## Task to complete:
Repeat every entry exactly as it appears.

[Dataset records]
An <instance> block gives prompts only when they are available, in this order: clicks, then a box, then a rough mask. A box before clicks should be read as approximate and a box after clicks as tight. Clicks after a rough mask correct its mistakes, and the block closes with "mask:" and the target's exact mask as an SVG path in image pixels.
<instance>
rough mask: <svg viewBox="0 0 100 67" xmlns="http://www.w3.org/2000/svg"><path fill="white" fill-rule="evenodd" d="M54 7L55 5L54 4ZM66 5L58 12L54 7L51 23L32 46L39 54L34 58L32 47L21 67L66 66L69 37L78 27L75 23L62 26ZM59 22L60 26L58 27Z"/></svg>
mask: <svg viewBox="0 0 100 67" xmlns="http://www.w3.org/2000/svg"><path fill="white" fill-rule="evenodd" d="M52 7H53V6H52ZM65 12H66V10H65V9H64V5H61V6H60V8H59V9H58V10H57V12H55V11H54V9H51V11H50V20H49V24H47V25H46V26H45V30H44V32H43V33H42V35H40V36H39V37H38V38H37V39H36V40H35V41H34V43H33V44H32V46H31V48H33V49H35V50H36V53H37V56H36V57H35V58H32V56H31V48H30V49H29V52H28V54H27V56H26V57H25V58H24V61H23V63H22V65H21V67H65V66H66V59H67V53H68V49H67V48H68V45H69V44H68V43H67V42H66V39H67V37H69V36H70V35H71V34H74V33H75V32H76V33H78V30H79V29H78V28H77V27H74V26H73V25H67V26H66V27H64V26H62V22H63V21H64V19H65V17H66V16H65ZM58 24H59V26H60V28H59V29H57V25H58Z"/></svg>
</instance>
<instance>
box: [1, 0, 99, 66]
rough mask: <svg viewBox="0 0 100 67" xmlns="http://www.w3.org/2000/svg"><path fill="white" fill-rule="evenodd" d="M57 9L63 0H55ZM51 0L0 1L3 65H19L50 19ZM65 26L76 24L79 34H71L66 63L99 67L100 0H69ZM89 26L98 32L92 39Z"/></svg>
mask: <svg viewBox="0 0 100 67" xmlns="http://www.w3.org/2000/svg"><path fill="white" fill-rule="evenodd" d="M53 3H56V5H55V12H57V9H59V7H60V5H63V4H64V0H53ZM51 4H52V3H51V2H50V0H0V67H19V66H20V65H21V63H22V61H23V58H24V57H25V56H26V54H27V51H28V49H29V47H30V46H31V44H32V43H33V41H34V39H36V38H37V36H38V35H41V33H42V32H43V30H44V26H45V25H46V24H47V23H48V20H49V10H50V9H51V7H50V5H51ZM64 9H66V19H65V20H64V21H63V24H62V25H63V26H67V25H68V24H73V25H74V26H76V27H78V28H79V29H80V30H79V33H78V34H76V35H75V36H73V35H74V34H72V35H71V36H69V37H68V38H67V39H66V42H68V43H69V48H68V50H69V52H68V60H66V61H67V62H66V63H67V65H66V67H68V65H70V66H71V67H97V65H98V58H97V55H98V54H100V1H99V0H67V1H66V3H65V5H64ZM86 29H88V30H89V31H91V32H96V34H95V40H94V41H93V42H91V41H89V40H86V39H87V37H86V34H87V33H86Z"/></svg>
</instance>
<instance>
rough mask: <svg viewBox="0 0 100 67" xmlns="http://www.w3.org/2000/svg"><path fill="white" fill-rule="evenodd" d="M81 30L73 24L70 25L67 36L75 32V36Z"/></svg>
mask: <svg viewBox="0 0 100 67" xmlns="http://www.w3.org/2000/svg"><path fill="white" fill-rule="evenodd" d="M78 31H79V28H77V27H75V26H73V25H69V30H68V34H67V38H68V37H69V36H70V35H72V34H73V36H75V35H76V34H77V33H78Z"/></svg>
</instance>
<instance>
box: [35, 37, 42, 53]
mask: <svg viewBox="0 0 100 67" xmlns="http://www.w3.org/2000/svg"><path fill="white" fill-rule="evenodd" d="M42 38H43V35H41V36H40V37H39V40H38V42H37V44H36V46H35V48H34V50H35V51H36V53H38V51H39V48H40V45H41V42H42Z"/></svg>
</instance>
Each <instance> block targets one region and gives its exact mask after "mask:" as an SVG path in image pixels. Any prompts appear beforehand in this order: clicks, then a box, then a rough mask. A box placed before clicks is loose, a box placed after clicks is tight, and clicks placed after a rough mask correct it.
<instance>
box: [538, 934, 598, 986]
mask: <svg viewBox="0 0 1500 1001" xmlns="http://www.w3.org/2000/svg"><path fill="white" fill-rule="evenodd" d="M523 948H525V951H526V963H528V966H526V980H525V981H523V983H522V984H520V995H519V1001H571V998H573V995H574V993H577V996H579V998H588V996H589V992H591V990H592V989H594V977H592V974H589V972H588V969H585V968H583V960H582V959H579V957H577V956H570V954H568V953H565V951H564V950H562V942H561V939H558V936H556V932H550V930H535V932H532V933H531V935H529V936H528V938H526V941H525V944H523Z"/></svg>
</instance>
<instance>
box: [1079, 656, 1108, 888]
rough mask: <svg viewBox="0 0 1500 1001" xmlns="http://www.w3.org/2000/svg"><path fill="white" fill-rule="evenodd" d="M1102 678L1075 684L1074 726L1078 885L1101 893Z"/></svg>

## Your response:
An <instance> block gives prompts only when they are available, in this order: clicks, then a box, then a rough mask. A box before clicks should be read as approximate and a box after clicks as tight. Clicks after a rough mask correct its mistakes, and the block closes with "mask:" and the target's exact mask as an SVG path in image pixels.
<instance>
rough mask: <svg viewBox="0 0 100 67" xmlns="http://www.w3.org/2000/svg"><path fill="white" fill-rule="evenodd" d="M54 7L55 5L54 4ZM66 5L58 12L54 7L51 23L32 46L39 54L34 58L32 47L21 67L66 66L69 37L78 27L75 23L62 26ZM59 22L60 26L58 27Z"/></svg>
mask: <svg viewBox="0 0 100 67" xmlns="http://www.w3.org/2000/svg"><path fill="white" fill-rule="evenodd" d="M52 7H53V6H52ZM65 12H66V10H65V9H64V5H61V6H60V8H59V9H58V10H57V12H55V11H54V9H51V11H50V20H49V24H47V25H46V26H45V30H44V32H43V33H42V35H40V36H39V37H38V38H37V39H36V40H35V41H34V43H33V44H32V46H31V48H33V49H35V50H36V53H37V56H36V57H35V58H32V56H31V48H30V49H29V52H28V54H27V56H26V57H25V58H24V61H23V63H22V65H21V67H65V66H66V59H67V53H68V49H67V48H68V45H69V44H68V43H67V42H66V39H67V37H69V36H70V35H71V34H74V33H75V32H76V33H78V30H79V29H78V28H77V27H74V26H73V25H67V26H66V27H64V26H62V22H63V21H64V19H65V17H66V16H65ZM58 24H59V26H60V28H59V29H57V25H58Z"/></svg>
</instance>
<instance>
box: [1, 0, 99, 66]
rough mask: <svg viewBox="0 0 100 67" xmlns="http://www.w3.org/2000/svg"><path fill="white" fill-rule="evenodd" d="M57 9L63 0H55ZM51 0L0 1L3 65H19L50 19ZM65 26L76 24L79 34H71L66 63L99 67L100 0H69ZM89 26L98 32L92 39Z"/></svg>
mask: <svg viewBox="0 0 100 67" xmlns="http://www.w3.org/2000/svg"><path fill="white" fill-rule="evenodd" d="M53 3H56V5H55V12H57V9H59V7H60V5H63V4H64V0H53ZM51 4H52V3H51V2H50V0H0V67H19V66H20V65H21V63H22V61H23V58H24V57H25V56H26V54H27V51H28V49H29V47H30V46H31V44H32V43H33V41H34V39H36V38H37V36H38V35H41V33H42V32H43V30H44V26H45V25H46V24H47V23H48V20H49V10H50V9H51V7H50V5H51ZM64 9H66V19H65V20H64V21H63V24H62V25H63V26H67V25H68V24H73V25H74V26H76V27H78V28H79V29H80V30H79V33H78V34H76V35H75V36H73V35H74V34H72V35H71V36H69V37H68V38H67V39H66V42H68V43H69V48H68V50H69V52H68V60H66V61H67V62H66V63H67V65H66V67H68V65H70V66H71V67H97V65H98V58H97V55H98V54H100V1H99V0H67V1H66V3H65V5H64ZM86 29H88V30H89V31H91V32H96V34H95V40H94V41H93V42H91V41H89V40H86V39H87V37H86V34H87V33H86Z"/></svg>
</instance>
<instance>
rough mask: <svg viewBox="0 0 100 67" xmlns="http://www.w3.org/2000/svg"><path fill="white" fill-rule="evenodd" d="M81 30L73 24L70 25L67 36L75 32V36Z"/></svg>
mask: <svg viewBox="0 0 100 67" xmlns="http://www.w3.org/2000/svg"><path fill="white" fill-rule="evenodd" d="M78 31H79V28H77V27H75V26H73V25H69V30H68V34H67V38H68V37H69V36H70V35H72V34H73V36H75V35H76V34H77V33H78Z"/></svg>
</instance>
<instance>
box: [35, 37, 42, 53]
mask: <svg viewBox="0 0 100 67" xmlns="http://www.w3.org/2000/svg"><path fill="white" fill-rule="evenodd" d="M42 38H43V35H41V36H40V37H39V40H38V42H37V44H36V46H35V48H34V50H35V51H36V53H38V51H39V48H40V45H41V42H42Z"/></svg>
</instance>
Each <instance> block targets one region and gives its exact mask after "mask:" as an SVG path in image pixels. Any prompts appear beforehand in this order: clicks, then a box, then a rough mask. A box placed before clicks is loose, a box placed after clicks is tight, and clicks placed after a rough mask correct it.
<instance>
box: [538, 934, 598, 986]
mask: <svg viewBox="0 0 1500 1001" xmlns="http://www.w3.org/2000/svg"><path fill="white" fill-rule="evenodd" d="M523 948H525V951H526V963H528V966H526V980H525V981H523V983H522V984H520V995H519V1001H571V998H573V995H574V993H577V996H579V998H588V996H589V992H591V990H592V989H594V977H592V974H589V972H588V969H585V968H583V960H582V959H579V957H577V956H570V954H568V953H565V951H564V950H562V942H561V939H558V936H556V932H550V930H535V932H532V933H531V935H529V936H528V938H526V941H525V944H523Z"/></svg>
</instance>
<instance>
box: [1079, 656, 1108, 888]
rough mask: <svg viewBox="0 0 1500 1001" xmlns="http://www.w3.org/2000/svg"><path fill="white" fill-rule="evenodd" d="M1102 678L1075 684L1074 726L1078 885L1101 893Z"/></svg>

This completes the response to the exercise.